* WHAT TO DO *
Could you reproduce the records below word for word, omitting the pictures?

(Stored items)
· · · ·
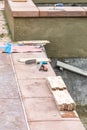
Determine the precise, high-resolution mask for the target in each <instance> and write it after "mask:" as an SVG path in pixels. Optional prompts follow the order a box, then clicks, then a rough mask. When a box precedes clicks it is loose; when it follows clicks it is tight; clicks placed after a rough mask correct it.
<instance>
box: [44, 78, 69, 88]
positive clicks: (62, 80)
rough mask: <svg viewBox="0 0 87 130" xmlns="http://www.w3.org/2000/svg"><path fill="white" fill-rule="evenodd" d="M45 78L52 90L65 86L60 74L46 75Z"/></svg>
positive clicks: (65, 86)
mask: <svg viewBox="0 0 87 130" xmlns="http://www.w3.org/2000/svg"><path fill="white" fill-rule="evenodd" d="M46 80H47V82H48V84H49V87H50V88H51V89H52V90H56V89H59V90H63V89H66V88H67V87H66V85H65V83H64V81H63V79H62V77H61V76H54V77H47V78H46Z"/></svg>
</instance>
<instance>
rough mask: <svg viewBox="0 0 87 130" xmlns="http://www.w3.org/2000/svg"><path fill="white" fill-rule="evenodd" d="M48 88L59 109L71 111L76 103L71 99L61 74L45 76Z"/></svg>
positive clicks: (74, 106)
mask: <svg viewBox="0 0 87 130" xmlns="http://www.w3.org/2000/svg"><path fill="white" fill-rule="evenodd" d="M46 80H47V83H48V86H49V89H50V91H51V93H52V94H53V97H54V100H55V102H56V104H57V107H58V108H59V110H60V111H73V110H75V109H76V103H75V102H74V101H73V99H72V97H71V96H70V94H69V92H68V91H67V87H66V85H65V83H64V81H63V79H62V77H61V76H55V77H47V78H46Z"/></svg>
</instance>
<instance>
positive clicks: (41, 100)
· · · ·
* RESULT FOR THIS EXERCISE *
Determine the precise, high-resolution mask for the target in each <instance> and write it after "mask:" as an SVG path in pixels. Optional prompts follow the order a box, then clicks, then a rough mask. When a box precedes clicks it is loose; when it follows clicks it is tight; clicks placed after a rough mask correct it.
<instance>
box: [44, 78, 69, 88]
positive clicks: (62, 80)
rough mask: <svg viewBox="0 0 87 130" xmlns="http://www.w3.org/2000/svg"><path fill="white" fill-rule="evenodd" d="M45 78L52 90L65 86L60 74L46 75Z"/></svg>
positive clicks: (65, 86)
mask: <svg viewBox="0 0 87 130" xmlns="http://www.w3.org/2000/svg"><path fill="white" fill-rule="evenodd" d="M46 80H47V82H48V84H49V87H50V88H51V89H52V90H56V89H59V90H63V89H66V88H67V87H66V85H65V83H64V81H63V79H62V77H61V76H54V77H47V78H46Z"/></svg>
</instance>
<instance>
rough mask: <svg viewBox="0 0 87 130" xmlns="http://www.w3.org/2000/svg"><path fill="white" fill-rule="evenodd" d="M48 88L59 109L71 111L76 103L71 99L61 74L45 76Z"/></svg>
positive clicks: (74, 106)
mask: <svg viewBox="0 0 87 130" xmlns="http://www.w3.org/2000/svg"><path fill="white" fill-rule="evenodd" d="M46 80H47V83H48V86H49V89H50V91H51V93H52V94H53V97H54V100H55V102H56V104H57V107H58V108H59V110H60V111H73V110H75V109H76V103H75V102H74V101H73V99H72V97H71V96H70V94H69V92H68V91H67V87H66V85H65V83H64V81H63V79H62V77H61V76H55V77H47V78H46Z"/></svg>
</instance>
<instance>
positive clicks: (41, 100)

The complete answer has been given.